_Your task:_
From the first line to the last, write out the listing exactly.

═══ Provided material ═══

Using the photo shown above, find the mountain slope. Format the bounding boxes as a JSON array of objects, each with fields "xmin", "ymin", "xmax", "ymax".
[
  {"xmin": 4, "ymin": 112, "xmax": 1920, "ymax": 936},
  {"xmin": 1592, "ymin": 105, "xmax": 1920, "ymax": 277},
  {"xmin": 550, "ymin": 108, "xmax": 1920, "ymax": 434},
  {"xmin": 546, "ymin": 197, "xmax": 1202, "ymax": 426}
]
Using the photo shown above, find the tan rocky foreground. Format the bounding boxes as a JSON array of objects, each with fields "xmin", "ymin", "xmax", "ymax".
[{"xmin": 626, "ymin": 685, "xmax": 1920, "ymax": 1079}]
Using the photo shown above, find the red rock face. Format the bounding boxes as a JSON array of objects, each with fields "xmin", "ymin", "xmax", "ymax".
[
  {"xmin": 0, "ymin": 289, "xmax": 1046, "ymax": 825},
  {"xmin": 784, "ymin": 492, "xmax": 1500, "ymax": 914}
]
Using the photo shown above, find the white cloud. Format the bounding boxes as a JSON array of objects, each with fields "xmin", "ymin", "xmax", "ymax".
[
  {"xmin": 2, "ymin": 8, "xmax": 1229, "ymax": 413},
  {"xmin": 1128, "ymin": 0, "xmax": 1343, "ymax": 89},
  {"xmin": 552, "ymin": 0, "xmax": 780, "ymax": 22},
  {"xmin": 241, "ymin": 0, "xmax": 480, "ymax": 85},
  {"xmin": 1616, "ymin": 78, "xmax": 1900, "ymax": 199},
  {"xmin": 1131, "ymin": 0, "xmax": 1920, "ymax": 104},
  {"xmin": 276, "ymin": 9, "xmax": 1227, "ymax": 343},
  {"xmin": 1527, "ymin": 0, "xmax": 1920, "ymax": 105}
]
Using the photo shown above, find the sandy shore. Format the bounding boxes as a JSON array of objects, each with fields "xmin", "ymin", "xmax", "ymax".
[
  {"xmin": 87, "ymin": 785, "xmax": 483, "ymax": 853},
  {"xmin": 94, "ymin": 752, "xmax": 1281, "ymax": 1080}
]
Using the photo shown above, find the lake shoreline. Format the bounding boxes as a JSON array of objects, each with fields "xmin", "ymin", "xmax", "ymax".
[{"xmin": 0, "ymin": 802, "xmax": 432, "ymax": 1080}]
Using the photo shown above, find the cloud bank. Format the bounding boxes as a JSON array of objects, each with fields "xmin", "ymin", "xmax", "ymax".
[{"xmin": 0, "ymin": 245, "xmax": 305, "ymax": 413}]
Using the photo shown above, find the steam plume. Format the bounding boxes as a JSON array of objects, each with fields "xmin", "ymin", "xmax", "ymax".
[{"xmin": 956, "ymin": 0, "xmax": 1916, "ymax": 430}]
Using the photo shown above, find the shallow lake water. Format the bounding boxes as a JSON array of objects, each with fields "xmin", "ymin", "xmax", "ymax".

═══

_Result of the exercise:_
Using the photo shown above, find the mountain slope. Format the bounding boxes as a JSON array of objects, each with fields "xmin", "ymin", "xmax", "ymax".
[
  {"xmin": 4, "ymin": 112, "xmax": 1920, "ymax": 936},
  {"xmin": 1592, "ymin": 105, "xmax": 1920, "ymax": 277},
  {"xmin": 550, "ymin": 108, "xmax": 1920, "ymax": 434},
  {"xmin": 546, "ymin": 197, "xmax": 1202, "ymax": 426}
]
Using the photo shown above, find the tan rocky foreground. Format the bounding boxes as a JSON array of objects, each with fields "xmin", "ymin", "xmax", "ymax".
[{"xmin": 626, "ymin": 685, "xmax": 1920, "ymax": 1079}]
Using the photo shown above, find the red rock face. Format the bounding boxes as a JSON array of objects, each with fields "xmin", "ymin", "xmax", "ymax".
[
  {"xmin": 0, "ymin": 289, "xmax": 1046, "ymax": 825},
  {"xmin": 784, "ymin": 492, "xmax": 1500, "ymax": 914}
]
Using the photo shown above, find the white cloud. Format the bounding boxes as a JSON array of objects, each with fields "xmin", "ymin", "xmax", "ymax".
[
  {"xmin": 2, "ymin": 8, "xmax": 1229, "ymax": 413},
  {"xmin": 1128, "ymin": 0, "xmax": 1343, "ymax": 89},
  {"xmin": 552, "ymin": 0, "xmax": 780, "ymax": 22},
  {"xmin": 241, "ymin": 0, "xmax": 480, "ymax": 85},
  {"xmin": 1616, "ymin": 78, "xmax": 1900, "ymax": 199},
  {"xmin": 1131, "ymin": 0, "xmax": 1920, "ymax": 104},
  {"xmin": 276, "ymin": 9, "xmax": 1227, "ymax": 343},
  {"xmin": 1527, "ymin": 0, "xmax": 1920, "ymax": 105}
]
Using the photo shown above, find the sandy shore. Format the bounding boxes as a JSON array of objects, each with fields "xmin", "ymin", "xmax", "ymax".
[
  {"xmin": 87, "ymin": 785, "xmax": 483, "ymax": 853},
  {"xmin": 94, "ymin": 752, "xmax": 1281, "ymax": 1080}
]
Using the photo shown above, find the lake shoreline. Format the bounding boxes as a JSON array of objects, each with fields "xmin", "ymin", "xmax", "ymax".
[{"xmin": 0, "ymin": 802, "xmax": 432, "ymax": 1080}]
Using the photo shown above, find the cloud bank. Format the bounding boxes as a JSON array of objects, each with fields "xmin", "ymin", "xmax", "ymax".
[{"xmin": 0, "ymin": 245, "xmax": 305, "ymax": 413}]
Using the photo shown above, find the steam plume. Format the bounding boxes as a JSON array of objects, each with fields "xmin", "ymin", "xmax", "ymax".
[{"xmin": 956, "ymin": 0, "xmax": 1916, "ymax": 430}]
Using the photo shown above, find the shallow lake water. Format the bounding boxes as a JSON array of objects, each with fields "xmin", "ymin", "xmax", "ymax".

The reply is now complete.